Entries taken from a collection

++++

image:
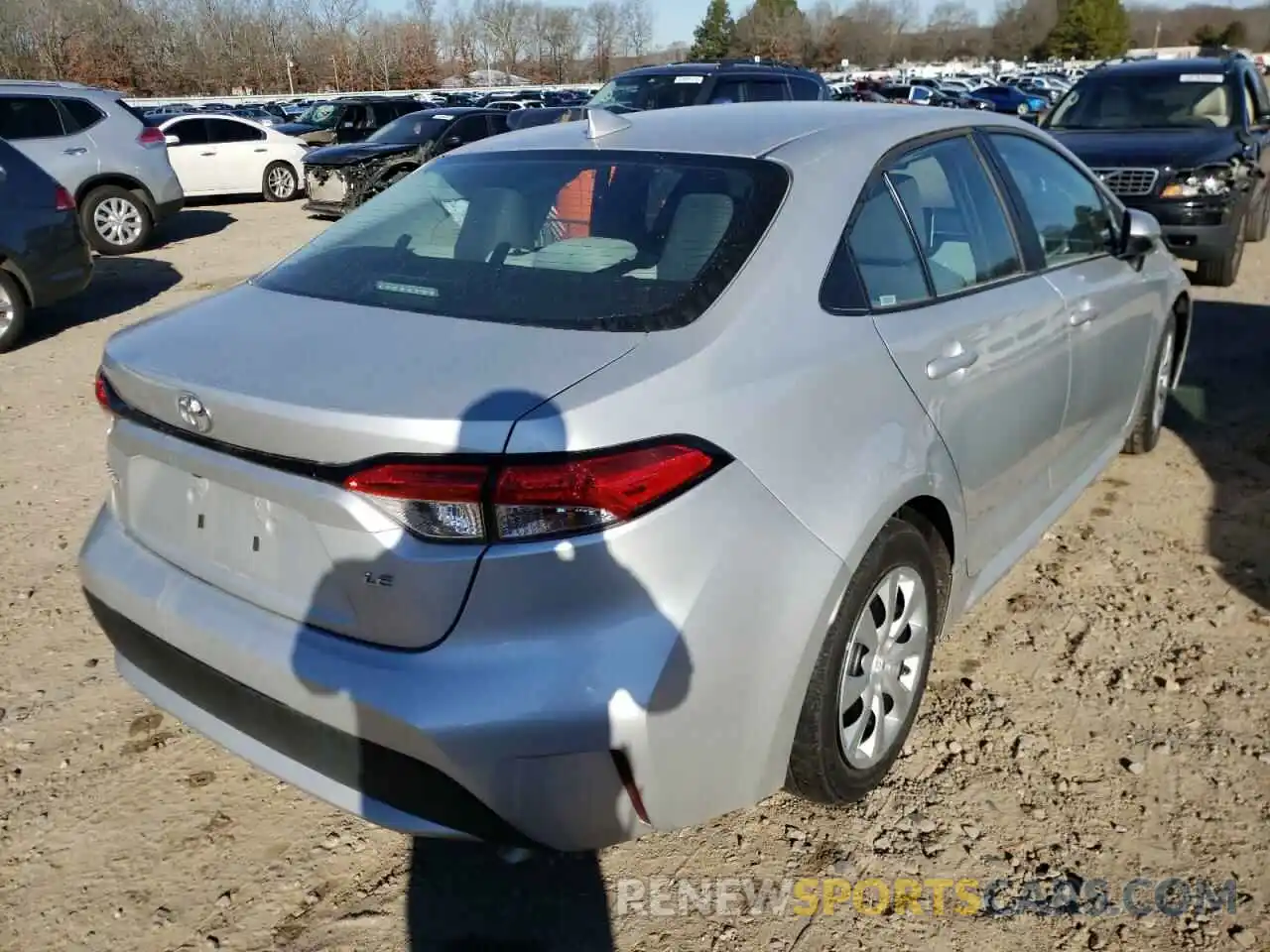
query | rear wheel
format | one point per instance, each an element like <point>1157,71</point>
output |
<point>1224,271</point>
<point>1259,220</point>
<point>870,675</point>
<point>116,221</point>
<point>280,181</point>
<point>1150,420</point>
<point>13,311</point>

++++

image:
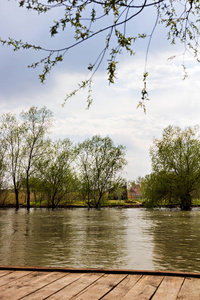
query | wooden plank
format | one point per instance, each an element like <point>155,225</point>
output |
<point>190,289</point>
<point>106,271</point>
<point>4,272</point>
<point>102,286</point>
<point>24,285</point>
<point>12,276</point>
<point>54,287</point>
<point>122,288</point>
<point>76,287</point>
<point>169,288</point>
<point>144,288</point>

++++

--- ACTIVITY ---
Going through the data above, return each line with the word "format".

--- ANSWER FOR THIS EXERCISE ---
format | one point per instance, each an element like <point>1157,71</point>
format | one point per instance, each an element like <point>155,225</point>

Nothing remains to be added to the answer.